- _Gestellte Aufgabe a_
Beantworten Sie anhand des ausgewählten Textes die folgenden Fragen:
(i) Welche beiden Präsidenten werden in dem erwähnten Leitartikel an Verdammungswürdigkeit gleichgesetzt?
(ii) Welche beiden EU-Staaten haben andere Medien in die gleiche Reihe mit Erdogan gestellt?
(iii) Was tun Links- und Rechtsextreme laut dem zweiten Absatz sonst gerne?

- _Ausgewählter Text_
-------------------------
Eine einstige Qualitätszeitung hat einen eigentlich unfassbaren Leitartikel veröffentlicht, in dem die beiden Präsidenten Trump und Erdogan an Verdammungswürdigkeit gleichgesetzt werden. Andere Medien haben sogar die beiden EU-Staaten Polen und Ungarn in die gleiche Reihe mit Erdogan gestellt. Immer öfter fragt man sich, ob der linke Hass wirklich schon jede Vernunft aus Redaktionsstuben und Fernsehredaktionen vertrieben hat. Im Grund sind alleine diese Gleichsetzungen ärgere Fake News als alles, was von manchen russisch finanzierten Homepages bisweilen ins Netz gestellt wird.

Gewiss, man sollte Zeitungs-Kommentare nicht sonderlich ernst nehmen. Aber gerade in Sachen Antiamerikanismus und Aversion gegen die mittelosteuropäischen Staaten geben sich derzeit Links- und Rechtsextreme – die sich sonst gerne auf der Straße prügeln – so innig die Hand, dass oft auch sonst ganz vernünftige Menschen an deren krause Theorien zu glauben beginnen.
-------------------------
- _Material zur Aufgabe_

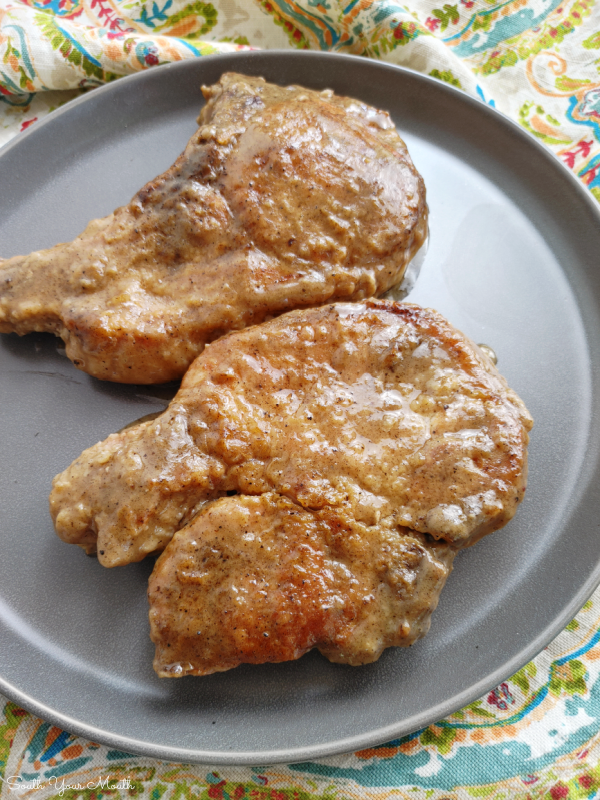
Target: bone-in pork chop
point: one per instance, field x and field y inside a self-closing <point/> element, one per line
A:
<point x="284" y="198"/>
<point x="381" y="411"/>
<point x="259" y="579"/>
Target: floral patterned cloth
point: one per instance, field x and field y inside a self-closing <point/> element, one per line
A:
<point x="538" y="733"/>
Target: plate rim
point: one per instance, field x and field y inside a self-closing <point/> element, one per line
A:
<point x="417" y="721"/>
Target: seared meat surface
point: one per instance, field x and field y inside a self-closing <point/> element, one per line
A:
<point x="258" y="579"/>
<point x="364" y="444"/>
<point x="284" y="198"/>
<point x="381" y="410"/>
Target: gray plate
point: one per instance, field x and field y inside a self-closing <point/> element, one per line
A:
<point x="512" y="262"/>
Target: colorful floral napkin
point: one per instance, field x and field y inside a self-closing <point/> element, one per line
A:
<point x="538" y="733"/>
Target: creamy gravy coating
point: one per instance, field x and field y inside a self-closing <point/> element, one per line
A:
<point x="259" y="579"/>
<point x="284" y="198"/>
<point x="381" y="411"/>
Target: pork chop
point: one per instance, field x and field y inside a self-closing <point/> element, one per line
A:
<point x="381" y="411"/>
<point x="260" y="579"/>
<point x="284" y="198"/>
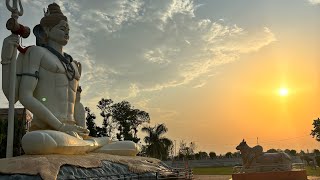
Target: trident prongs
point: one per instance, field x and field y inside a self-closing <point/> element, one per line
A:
<point x="14" y="9"/>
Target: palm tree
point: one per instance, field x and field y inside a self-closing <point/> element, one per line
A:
<point x="157" y="146"/>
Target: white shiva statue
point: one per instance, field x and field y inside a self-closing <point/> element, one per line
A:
<point x="47" y="84"/>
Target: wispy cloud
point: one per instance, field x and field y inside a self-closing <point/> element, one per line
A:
<point x="131" y="49"/>
<point x="314" y="1"/>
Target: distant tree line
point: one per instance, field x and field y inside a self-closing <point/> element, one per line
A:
<point x="122" y="121"/>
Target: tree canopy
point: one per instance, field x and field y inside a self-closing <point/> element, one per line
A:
<point x="157" y="145"/>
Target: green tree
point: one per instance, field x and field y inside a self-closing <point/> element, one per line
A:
<point x="293" y="152"/>
<point x="157" y="145"/>
<point x="212" y="155"/>
<point x="316" y="151"/>
<point x="228" y="155"/>
<point x="203" y="155"/>
<point x="128" y="120"/>
<point x="315" y="133"/>
<point x="106" y="112"/>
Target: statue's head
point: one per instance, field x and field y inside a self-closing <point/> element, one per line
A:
<point x="53" y="26"/>
<point x="242" y="145"/>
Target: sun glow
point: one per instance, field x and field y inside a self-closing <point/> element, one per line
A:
<point x="283" y="92"/>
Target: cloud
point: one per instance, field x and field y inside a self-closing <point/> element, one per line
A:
<point x="131" y="49"/>
<point x="314" y="1"/>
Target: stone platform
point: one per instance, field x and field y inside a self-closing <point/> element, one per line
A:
<point x="277" y="175"/>
<point x="92" y="165"/>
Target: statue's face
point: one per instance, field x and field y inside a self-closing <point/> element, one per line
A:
<point x="60" y="33"/>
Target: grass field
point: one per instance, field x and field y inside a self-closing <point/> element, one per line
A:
<point x="228" y="171"/>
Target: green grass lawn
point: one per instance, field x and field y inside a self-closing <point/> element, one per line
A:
<point x="212" y="171"/>
<point x="228" y="171"/>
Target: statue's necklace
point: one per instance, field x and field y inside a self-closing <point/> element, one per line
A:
<point x="65" y="61"/>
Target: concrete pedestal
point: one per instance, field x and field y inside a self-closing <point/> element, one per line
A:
<point x="282" y="175"/>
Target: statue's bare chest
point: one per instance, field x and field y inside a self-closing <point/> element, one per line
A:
<point x="53" y="67"/>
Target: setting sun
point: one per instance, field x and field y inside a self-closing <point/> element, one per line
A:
<point x="283" y="91"/>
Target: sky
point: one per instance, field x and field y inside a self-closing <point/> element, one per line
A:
<point x="210" y="70"/>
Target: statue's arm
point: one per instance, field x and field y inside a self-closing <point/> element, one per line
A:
<point x="8" y="51"/>
<point x="79" y="112"/>
<point x="27" y="87"/>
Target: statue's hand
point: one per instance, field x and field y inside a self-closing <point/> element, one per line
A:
<point x="8" y="48"/>
<point x="74" y="129"/>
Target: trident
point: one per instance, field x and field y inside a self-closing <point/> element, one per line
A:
<point x="15" y="28"/>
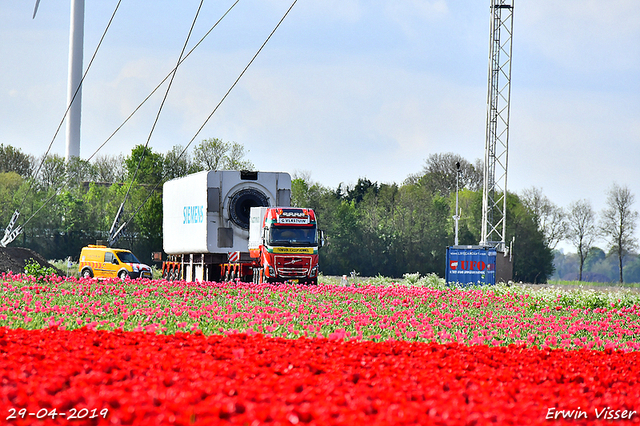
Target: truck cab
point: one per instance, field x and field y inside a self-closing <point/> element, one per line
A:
<point x="284" y="241"/>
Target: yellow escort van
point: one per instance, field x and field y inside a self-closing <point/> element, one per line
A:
<point x="104" y="262"/>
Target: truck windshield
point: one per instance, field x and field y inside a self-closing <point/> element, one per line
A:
<point x="292" y="236"/>
<point x="127" y="257"/>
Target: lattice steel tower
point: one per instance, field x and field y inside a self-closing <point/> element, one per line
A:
<point x="494" y="201"/>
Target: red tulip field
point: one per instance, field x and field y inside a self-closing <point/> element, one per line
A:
<point x="156" y="352"/>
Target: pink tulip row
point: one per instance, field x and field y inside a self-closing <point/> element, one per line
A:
<point x="471" y="316"/>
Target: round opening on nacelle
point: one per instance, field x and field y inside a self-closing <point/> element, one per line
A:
<point x="241" y="203"/>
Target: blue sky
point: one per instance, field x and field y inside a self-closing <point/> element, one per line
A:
<point x="346" y="88"/>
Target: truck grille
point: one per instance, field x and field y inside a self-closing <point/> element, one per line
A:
<point x="292" y="266"/>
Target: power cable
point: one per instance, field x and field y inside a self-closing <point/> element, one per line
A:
<point x="74" y="96"/>
<point x="163" y="80"/>
<point x="214" y="110"/>
<point x="113" y="234"/>
<point x="9" y="234"/>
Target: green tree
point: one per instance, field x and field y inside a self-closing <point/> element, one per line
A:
<point x="533" y="259"/>
<point x="145" y="166"/>
<point x="215" y="154"/>
<point x="619" y="223"/>
<point x="14" y="160"/>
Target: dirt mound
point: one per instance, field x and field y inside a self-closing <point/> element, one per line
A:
<point x="14" y="259"/>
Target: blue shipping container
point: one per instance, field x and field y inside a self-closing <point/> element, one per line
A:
<point x="471" y="265"/>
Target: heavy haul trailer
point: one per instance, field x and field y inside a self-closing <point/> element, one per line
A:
<point x="220" y="225"/>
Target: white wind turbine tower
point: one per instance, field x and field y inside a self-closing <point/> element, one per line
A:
<point x="74" y="85"/>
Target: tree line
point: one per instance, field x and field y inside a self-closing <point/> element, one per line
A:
<point x="372" y="228"/>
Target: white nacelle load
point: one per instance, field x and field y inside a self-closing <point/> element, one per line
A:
<point x="209" y="212"/>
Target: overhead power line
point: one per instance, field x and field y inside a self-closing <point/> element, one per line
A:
<point x="114" y="234"/>
<point x="214" y="110"/>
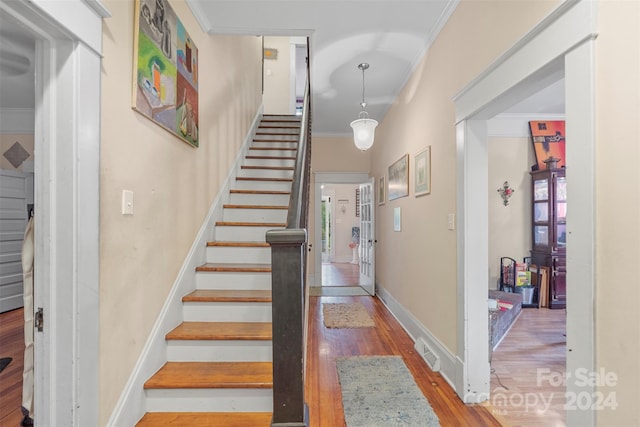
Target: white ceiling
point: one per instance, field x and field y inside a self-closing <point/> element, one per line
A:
<point x="390" y="35"/>
<point x="17" y="48"/>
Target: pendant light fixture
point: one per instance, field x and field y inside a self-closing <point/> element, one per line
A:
<point x="364" y="128"/>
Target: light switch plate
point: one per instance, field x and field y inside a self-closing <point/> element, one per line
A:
<point x="127" y="202"/>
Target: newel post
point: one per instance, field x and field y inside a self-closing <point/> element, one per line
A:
<point x="288" y="255"/>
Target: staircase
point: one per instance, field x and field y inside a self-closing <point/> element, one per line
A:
<point x="219" y="370"/>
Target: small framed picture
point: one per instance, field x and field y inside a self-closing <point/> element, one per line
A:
<point x="381" y="188"/>
<point x="399" y="178"/>
<point x="422" y="172"/>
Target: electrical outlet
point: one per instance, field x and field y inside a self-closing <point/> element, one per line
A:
<point x="127" y="202"/>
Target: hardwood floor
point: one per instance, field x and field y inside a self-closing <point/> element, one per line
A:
<point x="340" y="274"/>
<point x="536" y="341"/>
<point x="527" y="364"/>
<point x="322" y="389"/>
<point x="11" y="345"/>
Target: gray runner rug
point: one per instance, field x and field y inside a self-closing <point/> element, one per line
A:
<point x="379" y="391"/>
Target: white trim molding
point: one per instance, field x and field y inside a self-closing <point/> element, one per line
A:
<point x="516" y="125"/>
<point x="17" y="121"/>
<point x="449" y="366"/>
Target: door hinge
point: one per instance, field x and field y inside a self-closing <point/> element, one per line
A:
<point x="39" y="319"/>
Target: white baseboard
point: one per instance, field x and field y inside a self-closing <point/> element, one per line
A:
<point x="131" y="405"/>
<point x="450" y="367"/>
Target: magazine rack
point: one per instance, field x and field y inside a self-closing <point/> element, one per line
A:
<point x="507" y="274"/>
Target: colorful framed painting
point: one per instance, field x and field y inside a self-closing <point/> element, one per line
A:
<point x="422" y="172"/>
<point x="399" y="178"/>
<point x="381" y="188"/>
<point x="548" y="141"/>
<point x="165" y="70"/>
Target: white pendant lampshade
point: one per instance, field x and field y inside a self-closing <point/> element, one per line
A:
<point x="364" y="128"/>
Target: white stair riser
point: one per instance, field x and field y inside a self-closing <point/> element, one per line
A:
<point x="232" y="281"/>
<point x="266" y="173"/>
<point x="255" y="215"/>
<point x="273" y="153"/>
<point x="220" y="351"/>
<point x="281" y="123"/>
<point x="270" y="162"/>
<point x="209" y="400"/>
<point x="283" y="143"/>
<point x="259" y="199"/>
<point x="225" y="254"/>
<point x="241" y="233"/>
<point x="262" y="185"/>
<point x="226" y="311"/>
<point x="276" y="131"/>
<point x="275" y="139"/>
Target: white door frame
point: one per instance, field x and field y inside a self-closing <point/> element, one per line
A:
<point x="562" y="44"/>
<point x="67" y="147"/>
<point x="327" y="178"/>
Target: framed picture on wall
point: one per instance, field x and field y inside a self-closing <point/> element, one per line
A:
<point x="381" y="188"/>
<point x="422" y="172"/>
<point x="165" y="70"/>
<point x="399" y="178"/>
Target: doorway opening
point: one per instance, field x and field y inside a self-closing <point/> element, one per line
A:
<point x="335" y="221"/>
<point x="339" y="219"/>
<point x="528" y="67"/>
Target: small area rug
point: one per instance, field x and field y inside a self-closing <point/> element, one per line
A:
<point x="380" y="391"/>
<point x="336" y="291"/>
<point x="347" y="315"/>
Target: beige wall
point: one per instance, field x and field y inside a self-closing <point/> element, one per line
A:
<point x="418" y="265"/>
<point x="174" y="184"/>
<point x="618" y="206"/>
<point x="510" y="159"/>
<point x="277" y="77"/>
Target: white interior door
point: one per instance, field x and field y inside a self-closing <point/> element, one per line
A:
<point x="367" y="238"/>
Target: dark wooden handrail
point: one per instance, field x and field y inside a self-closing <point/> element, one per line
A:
<point x="289" y="287"/>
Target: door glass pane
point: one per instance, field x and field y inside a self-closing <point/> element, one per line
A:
<point x="561" y="232"/>
<point x="541" y="235"/>
<point x="561" y="211"/>
<point x="561" y="189"/>
<point x="540" y="212"/>
<point x="541" y="189"/>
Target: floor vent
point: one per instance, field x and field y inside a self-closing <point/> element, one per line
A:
<point x="427" y="354"/>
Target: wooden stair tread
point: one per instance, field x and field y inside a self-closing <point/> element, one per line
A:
<point x="202" y="419"/>
<point x="271" y="192"/>
<point x="250" y="224"/>
<point x="274" y="148"/>
<point x="287" y="141"/>
<point x="251" y="178"/>
<point x="269" y="158"/>
<point x="238" y="268"/>
<point x="198" y="375"/>
<point x="259" y="331"/>
<point x="228" y="295"/>
<point x="269" y="168"/>
<point x="275" y="207"/>
<point x="239" y="244"/>
<point x="277" y="127"/>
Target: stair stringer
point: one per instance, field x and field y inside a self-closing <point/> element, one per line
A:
<point x="131" y="405"/>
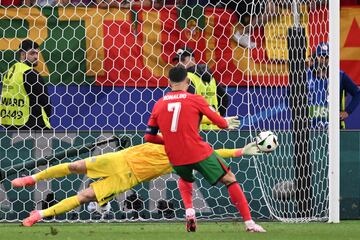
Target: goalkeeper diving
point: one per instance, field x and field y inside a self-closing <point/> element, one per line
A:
<point x="119" y="171"/>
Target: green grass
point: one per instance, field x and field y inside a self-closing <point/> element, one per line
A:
<point x="210" y="231"/>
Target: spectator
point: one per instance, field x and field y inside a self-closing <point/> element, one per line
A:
<point x="25" y="102"/>
<point x="256" y="14"/>
<point x="40" y="3"/>
<point x="318" y="75"/>
<point x="10" y="3"/>
<point x="202" y="83"/>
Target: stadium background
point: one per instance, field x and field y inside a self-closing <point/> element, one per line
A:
<point x="81" y="101"/>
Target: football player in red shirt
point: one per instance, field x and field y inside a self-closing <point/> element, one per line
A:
<point x="177" y="115"/>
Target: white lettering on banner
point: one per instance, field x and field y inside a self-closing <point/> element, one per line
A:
<point x="176" y="96"/>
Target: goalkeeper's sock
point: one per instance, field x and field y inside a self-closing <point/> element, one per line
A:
<point x="57" y="171"/>
<point x="238" y="198"/>
<point x="185" y="189"/>
<point x="61" y="207"/>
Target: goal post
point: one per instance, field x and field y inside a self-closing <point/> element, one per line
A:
<point x="334" y="109"/>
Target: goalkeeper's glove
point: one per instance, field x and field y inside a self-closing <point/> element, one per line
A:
<point x="233" y="122"/>
<point x="250" y="149"/>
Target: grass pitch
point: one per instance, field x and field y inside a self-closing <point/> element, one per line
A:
<point x="346" y="230"/>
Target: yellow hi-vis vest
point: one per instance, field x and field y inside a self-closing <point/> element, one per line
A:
<point x="14" y="102"/>
<point x="208" y="91"/>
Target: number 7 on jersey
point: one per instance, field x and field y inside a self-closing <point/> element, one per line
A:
<point x="175" y="108"/>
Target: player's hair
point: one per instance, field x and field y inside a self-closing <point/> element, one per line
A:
<point x="177" y="74"/>
<point x="27" y="45"/>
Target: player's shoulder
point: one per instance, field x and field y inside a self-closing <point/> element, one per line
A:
<point x="196" y="97"/>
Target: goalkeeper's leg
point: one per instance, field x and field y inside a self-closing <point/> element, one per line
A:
<point x="61" y="170"/>
<point x="64" y="206"/>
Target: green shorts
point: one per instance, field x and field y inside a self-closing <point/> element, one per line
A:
<point x="212" y="168"/>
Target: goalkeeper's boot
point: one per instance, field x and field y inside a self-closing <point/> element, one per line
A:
<point x="251" y="226"/>
<point x="32" y="219"/>
<point x="24" y="181"/>
<point x="190" y="220"/>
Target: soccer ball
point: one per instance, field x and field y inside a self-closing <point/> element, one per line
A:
<point x="267" y="141"/>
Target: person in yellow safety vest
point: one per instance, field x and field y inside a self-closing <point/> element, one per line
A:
<point x="24" y="102"/>
<point x="318" y="80"/>
<point x="202" y="83"/>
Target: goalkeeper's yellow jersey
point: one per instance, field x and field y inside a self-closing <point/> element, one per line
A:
<point x="148" y="160"/>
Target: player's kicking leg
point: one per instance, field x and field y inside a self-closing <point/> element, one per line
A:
<point x="186" y="194"/>
<point x="238" y="198"/>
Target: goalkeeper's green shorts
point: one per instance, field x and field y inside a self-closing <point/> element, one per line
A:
<point x="212" y="168"/>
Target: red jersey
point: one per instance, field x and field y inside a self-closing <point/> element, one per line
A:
<point x="178" y="115"/>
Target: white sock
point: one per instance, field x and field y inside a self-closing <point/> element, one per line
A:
<point x="249" y="222"/>
<point x="190" y="212"/>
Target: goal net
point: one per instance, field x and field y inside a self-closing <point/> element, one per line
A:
<point x="105" y="67"/>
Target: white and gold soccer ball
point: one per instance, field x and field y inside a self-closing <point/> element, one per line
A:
<point x="267" y="141"/>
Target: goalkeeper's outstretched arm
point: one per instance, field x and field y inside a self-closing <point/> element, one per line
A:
<point x="250" y="149"/>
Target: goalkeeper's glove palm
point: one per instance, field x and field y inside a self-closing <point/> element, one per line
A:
<point x="251" y="149"/>
<point x="233" y="122"/>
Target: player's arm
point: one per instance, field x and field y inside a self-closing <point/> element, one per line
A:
<point x="248" y="150"/>
<point x="351" y="88"/>
<point x="152" y="130"/>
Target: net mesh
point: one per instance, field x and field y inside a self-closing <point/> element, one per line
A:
<point x="104" y="69"/>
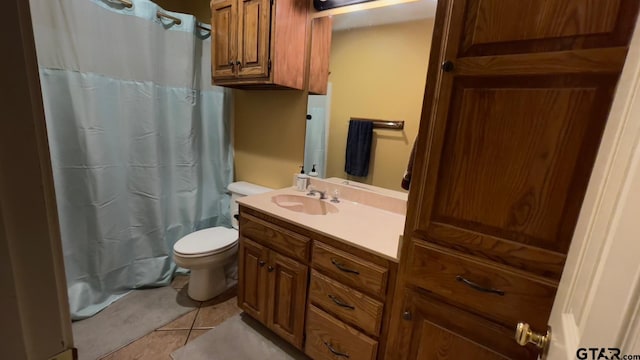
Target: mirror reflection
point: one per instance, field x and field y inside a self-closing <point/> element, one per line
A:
<point x="378" y="68"/>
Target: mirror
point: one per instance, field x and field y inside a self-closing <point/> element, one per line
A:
<point x="378" y="67"/>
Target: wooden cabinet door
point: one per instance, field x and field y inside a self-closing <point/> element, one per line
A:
<point x="319" y="54"/>
<point x="287" y="300"/>
<point x="433" y="330"/>
<point x="254" y="25"/>
<point x="253" y="279"/>
<point x="518" y="93"/>
<point x="224" y="25"/>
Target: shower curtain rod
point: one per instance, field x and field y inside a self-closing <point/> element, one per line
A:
<point x="126" y="3"/>
<point x="178" y="21"/>
<point x="167" y="16"/>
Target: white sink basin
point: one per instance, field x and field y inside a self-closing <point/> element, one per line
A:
<point x="304" y="204"/>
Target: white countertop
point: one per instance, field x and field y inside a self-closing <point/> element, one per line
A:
<point x="363" y="226"/>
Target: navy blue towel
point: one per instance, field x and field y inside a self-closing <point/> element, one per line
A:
<point x="358" y="148"/>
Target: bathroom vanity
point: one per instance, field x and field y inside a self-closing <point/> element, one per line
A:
<point x="319" y="274"/>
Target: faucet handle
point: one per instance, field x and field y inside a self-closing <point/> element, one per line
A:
<point x="310" y="190"/>
<point x="334" y="196"/>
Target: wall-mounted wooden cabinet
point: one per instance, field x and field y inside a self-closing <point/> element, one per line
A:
<point x="259" y="43"/>
<point x="320" y="52"/>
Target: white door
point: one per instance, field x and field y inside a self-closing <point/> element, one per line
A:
<point x="597" y="305"/>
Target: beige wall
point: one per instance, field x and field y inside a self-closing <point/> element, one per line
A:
<point x="35" y="321"/>
<point x="269" y="130"/>
<point x="378" y="72"/>
<point x="198" y="8"/>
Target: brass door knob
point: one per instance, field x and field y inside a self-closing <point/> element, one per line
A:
<point x="524" y="336"/>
-------------------------
- _Gestellte Aufgabe b_
Geben Sie jede Zeile der Einträge, in der die Zeichenfolge „shorts“ vorkommt, vollständig wieder. Groß- und Kleinschreibung ist dabei zu beachten.

- _Lösung der Aufgabe a_
(i) Trump und Erdogan
(ii) Polen und Ungarn
(iii) Sie prügeln sich auf der Straße.

- _Lösung der Aufgabe b_
Target: green shorts
Target: goalkeeper's green shorts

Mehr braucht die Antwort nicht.